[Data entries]
- Opening Delimiter -

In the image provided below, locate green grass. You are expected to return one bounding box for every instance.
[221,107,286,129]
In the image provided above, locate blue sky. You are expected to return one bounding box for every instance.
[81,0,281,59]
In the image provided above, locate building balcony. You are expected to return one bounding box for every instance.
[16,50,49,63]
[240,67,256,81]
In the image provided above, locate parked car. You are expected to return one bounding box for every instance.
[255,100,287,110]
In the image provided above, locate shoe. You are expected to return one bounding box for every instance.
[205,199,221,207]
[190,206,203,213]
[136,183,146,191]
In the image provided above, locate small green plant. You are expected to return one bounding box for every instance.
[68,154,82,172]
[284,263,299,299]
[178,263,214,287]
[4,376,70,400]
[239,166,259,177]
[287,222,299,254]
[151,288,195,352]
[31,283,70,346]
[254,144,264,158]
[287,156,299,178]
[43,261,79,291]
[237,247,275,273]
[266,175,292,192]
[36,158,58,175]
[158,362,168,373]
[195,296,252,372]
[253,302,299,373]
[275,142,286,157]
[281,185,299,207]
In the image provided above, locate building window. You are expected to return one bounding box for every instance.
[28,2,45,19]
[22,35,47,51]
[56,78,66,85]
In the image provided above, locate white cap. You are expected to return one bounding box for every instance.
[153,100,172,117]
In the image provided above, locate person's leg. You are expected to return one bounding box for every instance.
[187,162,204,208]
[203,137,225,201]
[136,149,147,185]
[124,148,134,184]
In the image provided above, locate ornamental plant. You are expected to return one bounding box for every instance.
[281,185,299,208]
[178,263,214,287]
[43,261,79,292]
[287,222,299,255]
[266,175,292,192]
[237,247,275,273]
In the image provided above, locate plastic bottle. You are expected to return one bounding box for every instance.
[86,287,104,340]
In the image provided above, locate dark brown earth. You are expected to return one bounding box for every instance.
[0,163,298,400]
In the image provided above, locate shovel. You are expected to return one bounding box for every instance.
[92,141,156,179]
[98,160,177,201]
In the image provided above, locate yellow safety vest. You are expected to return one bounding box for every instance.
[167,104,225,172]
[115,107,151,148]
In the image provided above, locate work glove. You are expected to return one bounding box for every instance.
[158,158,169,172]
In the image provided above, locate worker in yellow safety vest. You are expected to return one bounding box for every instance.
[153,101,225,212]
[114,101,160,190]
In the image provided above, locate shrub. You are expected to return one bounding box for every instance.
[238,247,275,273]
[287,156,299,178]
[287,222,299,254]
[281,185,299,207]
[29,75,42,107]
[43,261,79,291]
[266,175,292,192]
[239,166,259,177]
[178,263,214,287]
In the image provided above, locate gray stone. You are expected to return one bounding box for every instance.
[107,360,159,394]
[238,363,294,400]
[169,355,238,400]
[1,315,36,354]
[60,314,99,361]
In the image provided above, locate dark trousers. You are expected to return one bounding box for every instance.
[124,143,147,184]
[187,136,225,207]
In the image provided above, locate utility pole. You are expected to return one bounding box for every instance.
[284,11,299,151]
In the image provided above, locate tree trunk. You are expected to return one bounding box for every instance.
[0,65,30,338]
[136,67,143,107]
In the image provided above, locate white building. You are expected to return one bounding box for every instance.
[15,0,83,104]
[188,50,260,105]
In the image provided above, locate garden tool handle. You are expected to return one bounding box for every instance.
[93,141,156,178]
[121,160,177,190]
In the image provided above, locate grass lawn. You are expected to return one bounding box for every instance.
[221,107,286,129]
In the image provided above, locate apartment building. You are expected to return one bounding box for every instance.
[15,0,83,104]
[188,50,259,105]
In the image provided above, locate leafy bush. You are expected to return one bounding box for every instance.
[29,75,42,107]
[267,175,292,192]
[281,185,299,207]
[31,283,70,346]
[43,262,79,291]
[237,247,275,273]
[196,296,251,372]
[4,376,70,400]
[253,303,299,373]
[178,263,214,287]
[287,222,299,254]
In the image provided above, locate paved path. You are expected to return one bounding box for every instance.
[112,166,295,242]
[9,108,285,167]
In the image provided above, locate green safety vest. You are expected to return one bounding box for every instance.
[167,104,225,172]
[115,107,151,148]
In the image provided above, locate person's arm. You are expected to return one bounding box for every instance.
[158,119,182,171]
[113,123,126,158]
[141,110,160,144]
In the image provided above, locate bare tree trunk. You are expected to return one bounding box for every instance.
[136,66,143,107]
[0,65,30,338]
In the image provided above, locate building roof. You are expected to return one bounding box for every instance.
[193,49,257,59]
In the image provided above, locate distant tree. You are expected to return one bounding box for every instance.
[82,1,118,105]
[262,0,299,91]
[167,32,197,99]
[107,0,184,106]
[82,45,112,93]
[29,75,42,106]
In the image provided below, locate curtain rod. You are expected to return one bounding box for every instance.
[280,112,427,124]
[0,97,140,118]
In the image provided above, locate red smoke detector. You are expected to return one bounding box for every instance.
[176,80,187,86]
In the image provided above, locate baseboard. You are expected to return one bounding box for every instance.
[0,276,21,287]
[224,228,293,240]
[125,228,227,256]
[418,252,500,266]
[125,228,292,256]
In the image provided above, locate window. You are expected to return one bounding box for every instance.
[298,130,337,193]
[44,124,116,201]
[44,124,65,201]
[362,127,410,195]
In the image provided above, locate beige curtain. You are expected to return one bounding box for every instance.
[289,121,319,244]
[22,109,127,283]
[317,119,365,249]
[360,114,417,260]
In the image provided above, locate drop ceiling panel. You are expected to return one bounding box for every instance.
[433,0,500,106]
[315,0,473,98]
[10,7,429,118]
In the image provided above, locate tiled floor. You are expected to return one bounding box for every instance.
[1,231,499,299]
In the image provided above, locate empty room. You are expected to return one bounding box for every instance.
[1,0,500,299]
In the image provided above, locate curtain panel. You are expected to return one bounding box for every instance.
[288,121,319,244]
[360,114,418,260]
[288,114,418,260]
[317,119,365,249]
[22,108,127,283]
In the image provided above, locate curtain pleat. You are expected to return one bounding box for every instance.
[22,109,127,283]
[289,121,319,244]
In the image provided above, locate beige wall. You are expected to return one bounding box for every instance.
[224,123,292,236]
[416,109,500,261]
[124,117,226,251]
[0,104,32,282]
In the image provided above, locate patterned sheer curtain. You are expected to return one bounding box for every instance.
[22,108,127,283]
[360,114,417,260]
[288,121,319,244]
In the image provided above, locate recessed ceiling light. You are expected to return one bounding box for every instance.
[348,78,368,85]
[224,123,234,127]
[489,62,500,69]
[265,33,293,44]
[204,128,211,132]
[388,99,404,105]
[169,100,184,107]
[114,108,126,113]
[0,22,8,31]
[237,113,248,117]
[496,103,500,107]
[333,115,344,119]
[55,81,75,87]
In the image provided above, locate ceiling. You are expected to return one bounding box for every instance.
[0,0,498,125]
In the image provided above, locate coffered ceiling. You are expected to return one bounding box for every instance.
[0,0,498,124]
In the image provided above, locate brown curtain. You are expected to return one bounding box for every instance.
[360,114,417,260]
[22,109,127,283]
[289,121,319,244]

- Closing Delimiter -

-- Your task --
Once you have read the records, write every one of them out again exactly.

-- Task result --
In the image provided below, locate green grass. You are expected to return one bounding box for every instance.
[221,107,286,129]
In the image provided above, locate blue sky. You are expected to return one bounding box for every instance.
[81,0,281,59]
In the image provided above, locate building balcony. You are expected to return one bounding box for every instance.
[16,50,49,63]
[240,67,256,81]
In the image provided above, locate parked car. You are expected to return one bounding box for every instance.
[255,100,287,110]
In the image provided above, locate shoe. You are expected to return one bounding box for every instance.
[205,199,221,207]
[190,206,203,213]
[136,183,146,191]
In the image provided above, locate small green plant. You are expected to return one bounding box for every instance.
[68,154,82,172]
[284,263,299,299]
[178,263,214,287]
[4,376,70,400]
[239,166,259,177]
[287,222,299,254]
[151,288,195,352]
[31,283,70,346]
[254,144,264,158]
[287,156,299,178]
[43,261,79,291]
[237,247,275,273]
[266,175,292,192]
[36,158,58,175]
[158,362,168,373]
[195,296,252,372]
[253,302,299,373]
[275,142,286,157]
[281,185,299,207]
In the image provided above, locate building window. You are expected to return one bounding box for every instance.
[28,2,45,19]
[22,35,47,51]
[56,78,66,85]
In the image provided above, locate white cap. You are expected to return one bounding box for every instance.
[153,100,172,117]
In the image provided above, locate person's leg. You are expected to return one bounding box for every instance.
[187,162,204,208]
[203,137,225,201]
[136,149,147,185]
[124,148,134,184]
In the image provided above, locate ornamental plant. You are expected to return one bounding box for every instance.
[281,185,299,208]
[178,263,214,287]
[43,261,79,292]
[287,222,299,255]
[266,175,292,192]
[237,247,275,273]
In the image provided above, locate plastic bottle. You are expected to return one bounding box for every instance.
[86,287,104,340]
In the image provided above, locate dark brown earth. You are expected to return one bounding box for every instance.
[0,163,298,400]
In the image provided above, locate shovel. You are expected to return one bounding box for every instance.
[92,141,156,179]
[98,160,177,201]
In the image provided above, locate yellow safety vest. You are expected to return one bounding box for every instance.
[167,104,225,172]
[115,107,151,148]
In the image provided above, locate work glove. You are expected to return one bounding box for every instance.
[158,158,169,172]
In the image provided above, locate worker in yellow safety vest. You are expected to return one bounding box for every instance.
[153,101,225,212]
[114,101,160,190]
In the image provided above, locate shrub. You are expected to return one bounding box for every instance.
[238,247,275,273]
[287,156,299,178]
[287,222,299,254]
[281,185,299,207]
[29,75,42,107]
[43,261,79,291]
[266,175,292,192]
[239,166,259,177]
[178,263,214,287]
In the image provided above, locate gray stone. You are expected to return one bounding box for every instance.
[107,360,159,394]
[238,363,294,400]
[169,355,238,400]
[1,315,36,354]
[60,314,99,361]
In the image provided above, locate dark trousers. You are expected to return one bounding box for every instance.
[124,143,147,184]
[187,136,225,207]
In the image provided above, locate utility pole. You are expected to return one bounding box for every instance.
[284,11,299,151]
In the image provided above, locate tree trunk. You are expected to return one bounding box for every instance.
[0,65,30,338]
[136,67,143,107]
In the image provided above, locate white building. You are expected to return one bounding box for every instance.
[15,0,83,104]
[188,50,260,105]
In the image provided above, locate garden tool handle. You are expected to return one bounding box for every instance.
[93,141,156,178]
[121,160,177,190]
In the image provided above, locate grass lawn. You are expected to return one bounding box for every instance.
[221,107,286,129]
In the image provided above, locate apartment building. You are expected to return one bounding box for every instance.
[15,0,83,104]
[188,50,259,105]
In the image provided above, locate leafy bush. You are expected to return one bounding box for every instance.
[29,75,42,107]
[267,175,292,192]
[281,185,299,207]
[31,283,70,346]
[43,262,79,291]
[237,247,275,273]
[196,296,251,372]
[4,376,70,400]
[253,303,299,373]
[178,263,214,287]
[287,222,299,254]
In the image provided above, locate paved path. You are expected to return one bounding box for every instance.
[112,166,295,242]
[9,108,285,167]
In the image provided above, locate green safety vest. You are expected to return one bounding box for every instance.
[167,104,225,172]
[115,107,151,148]
In the image provided above, locate person's arm. You are expected to return one bounding box for every instance.
[158,119,182,171]
[113,123,126,158]
[141,110,160,144]
In the image provided above, locate bare tree trunk. You are expected to return one bounding box for every instance.
[136,66,143,107]
[0,65,30,338]
In the image provided above, locate building roof. You are expected to return one bounding box for every instance.
[193,49,257,59]
In the image provided above, locate distant tree. You are expected to return one bounding box for every instance.
[82,1,118,105]
[262,0,299,91]
[167,32,197,99]
[107,0,184,106]
[82,45,112,93]
[29,75,42,106]
In the image provided below, locate curtain rod. You are expected to return one bounding box for every instance.
[280,112,427,124]
[0,97,140,118]
In the image provided above, locate red smoke detector. You are expected to return one bounding box for every instance.
[176,80,187,86]
In the image provided above, locate baseboard. You are expected to return one bounding box for every instance.
[0,276,21,287]
[224,228,293,240]
[125,228,227,256]
[418,252,500,266]
[125,228,292,256]
In the image provided above, locate window. You are expected to return one bounding box for every instance.
[298,130,337,193]
[44,124,116,201]
[44,124,65,201]
[362,127,410,195]
In the image provided above, locate beige curtain. You are expected to return one bounding box for every instance.
[289,121,319,244]
[22,109,127,283]
[317,119,365,249]
[360,114,417,260]
In the image provided above, locate drop ceiling panel. You are expected to return one bounding box for every instance.
[433,0,500,106]
[315,0,473,98]
[10,7,429,118]
In the image provided above, locate tiled floor. You are expected to return one bounding box for every instance.
[1,231,499,299]
In the image provided above, locate empty room. You are expected to return one bounding box for every instance.
[1,0,500,299]
In the image provided above, locate curtain panel. You are expected to return one bounding box for every instance.
[288,121,319,244]
[360,114,418,260]
[288,114,418,260]
[317,119,365,249]
[22,108,127,283]
In the image provided above, locate curtain pleat. You are expected to return one bounding box for every instance.
[22,109,127,283]
[289,121,319,244]
In the image provided above, locate beige wall. You are expected to return one bounding box for every instance.
[224,123,292,236]
[416,109,500,261]
[124,117,226,251]
[0,104,32,282]
In the image provided above, locate patterned sheer curtain. You are expected to return one bounding box for every instance.
[22,108,127,283]
[360,114,417,260]
[288,121,319,244]
In the image provided above, locate recessed ceiling light. You are expected to return one bounding box for every instance.
[348,78,368,85]
[224,123,234,127]
[489,62,500,69]
[265,33,293,44]
[204,128,211,132]
[388,99,404,105]
[169,100,184,107]
[114,108,126,113]
[0,22,8,31]
[237,113,248,117]
[496,103,500,107]
[333,115,344,119]
[55,81,75,87]
In the image provided above, locate ceiling. You are expected to return one bounding box for every instance.
[0,0,498,125]
In the image provided above, locate coffered ceiling. You are expected to return one bounding box for every instance.
[0,0,498,124]
In the image provided above, locate brown curtain. You are expected to return one bounding box for every instance.
[360,114,417,260]
[22,109,127,283]
[289,121,319,244]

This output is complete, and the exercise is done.